- _Your instructions_
Extend the passage on butanol as a biofuel, beginning after its final sentence.

───── Study text

Ethanol has dominated the biofuel industry’s attention over the past few years. But synthetic-biology companies are now scaling up production of what some say is a superior fuel: butanol, an alcohol with four carbon atoms to ethanol’s two. Compared to ethanol, butanol stores more energy per litre, is less corrosive to pipelines, is more easily separated from water and can be blended into gasoline (petrol) at higher concentrations before vehicle engines are damaged.
On 24 May, Gevo, a synthetic-biology firm based in Englewood, Colorado, announced the startup of the first commercial plant to chew up biomass to produce isobutanol. (The ‘iso’ means that this form of butanol has a carbon atom branched off the middle of a three-carbon chain). The factory, in Luverne, Minnesota, will be making 1 million US gallons (3.8 million litres) of isobutanol per month by the end of the year, with a maximum annual production capacity of 18 million gallons, and is a retrofitted bio-ethanol plant. Gevo saw its shares rise by more than 9% after the news and says it next plans to retrofit a plant in South Dakota (says Reuters).

──────────
───── Data to examine

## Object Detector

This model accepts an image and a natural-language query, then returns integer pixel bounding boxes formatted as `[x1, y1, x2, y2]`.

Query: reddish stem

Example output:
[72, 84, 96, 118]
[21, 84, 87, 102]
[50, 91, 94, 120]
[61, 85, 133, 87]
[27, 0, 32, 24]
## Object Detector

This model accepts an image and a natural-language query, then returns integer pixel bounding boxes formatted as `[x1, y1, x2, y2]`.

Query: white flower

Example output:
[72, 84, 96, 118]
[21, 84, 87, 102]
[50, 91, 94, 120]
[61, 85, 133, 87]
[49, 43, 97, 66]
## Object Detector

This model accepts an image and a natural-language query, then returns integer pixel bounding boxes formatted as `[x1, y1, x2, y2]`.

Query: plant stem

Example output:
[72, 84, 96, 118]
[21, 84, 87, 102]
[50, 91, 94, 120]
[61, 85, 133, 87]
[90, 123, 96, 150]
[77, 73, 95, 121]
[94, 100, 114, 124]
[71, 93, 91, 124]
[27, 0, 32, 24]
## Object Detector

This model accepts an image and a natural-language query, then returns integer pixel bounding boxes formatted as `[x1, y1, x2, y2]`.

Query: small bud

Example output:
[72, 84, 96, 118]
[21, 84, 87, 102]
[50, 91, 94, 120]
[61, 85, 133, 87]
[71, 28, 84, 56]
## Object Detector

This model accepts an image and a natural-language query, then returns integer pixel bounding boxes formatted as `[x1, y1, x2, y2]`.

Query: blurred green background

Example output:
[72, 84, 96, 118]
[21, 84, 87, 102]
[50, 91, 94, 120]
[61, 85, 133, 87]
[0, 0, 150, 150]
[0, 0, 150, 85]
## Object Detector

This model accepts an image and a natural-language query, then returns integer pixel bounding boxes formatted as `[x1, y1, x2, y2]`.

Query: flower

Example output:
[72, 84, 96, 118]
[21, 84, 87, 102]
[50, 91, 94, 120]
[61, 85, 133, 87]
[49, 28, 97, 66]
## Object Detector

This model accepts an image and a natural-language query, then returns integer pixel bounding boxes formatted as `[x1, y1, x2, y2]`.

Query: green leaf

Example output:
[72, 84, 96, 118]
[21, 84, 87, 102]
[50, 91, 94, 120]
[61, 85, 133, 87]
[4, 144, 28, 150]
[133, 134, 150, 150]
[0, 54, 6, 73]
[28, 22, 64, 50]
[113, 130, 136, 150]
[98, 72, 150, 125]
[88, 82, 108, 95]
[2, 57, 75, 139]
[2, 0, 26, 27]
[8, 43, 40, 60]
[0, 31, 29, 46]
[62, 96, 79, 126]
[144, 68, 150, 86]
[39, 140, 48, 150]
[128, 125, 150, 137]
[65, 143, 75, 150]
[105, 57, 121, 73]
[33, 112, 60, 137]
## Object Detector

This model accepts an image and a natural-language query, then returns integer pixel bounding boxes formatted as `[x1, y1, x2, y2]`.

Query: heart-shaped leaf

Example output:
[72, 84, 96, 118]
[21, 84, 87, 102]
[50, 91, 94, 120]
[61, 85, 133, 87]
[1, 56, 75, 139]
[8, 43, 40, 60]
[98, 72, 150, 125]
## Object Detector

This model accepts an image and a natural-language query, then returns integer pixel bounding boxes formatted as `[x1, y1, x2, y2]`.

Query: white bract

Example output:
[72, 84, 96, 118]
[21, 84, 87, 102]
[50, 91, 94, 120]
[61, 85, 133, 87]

──────────

- _Output for this task_
The isobutanol will not be used as a fuel for now; rather, Gevo is selling most of its output to South African chemicals giant Sasol. (Butanol is variously used in paints, solvents and resins and as a starting point for synthesizing more complicated chemicals). That business strategy has been adopted by many other synthetic-biology firms that are selling their bio-products to chemicals manufacturers rather than trying to compete in the cheap fuels market.
Gevo’s technology, in part licensed from James Liao, a metabolic engineer at the University of California, Los Angeles, uses yeast cells that have been tweaked so that the metabolic pathways that would produce amino acids are diverted to isobutanol production (for a similar idea in E.coli bacteria, see S. Atsumi, T. Hanai & J. C. Liao Nature 451, 86–89; 2008). The company is still disputing technology rights with another bio-butanol company, Butamax, a joint venture between oil giant BP and chemicals firm DuPont.
A different four-carbon alcohol, n-butanol, is the target for the UK’s Green Biologics (n-butanol has all four carbon atoms in a line). The firm, which this January merged with Ohio company Butylfuel, uses an engineered strain of the Clostridia microbe that can chew up cellulosic and other waste feedstocks that don’t compete with food-supply needs.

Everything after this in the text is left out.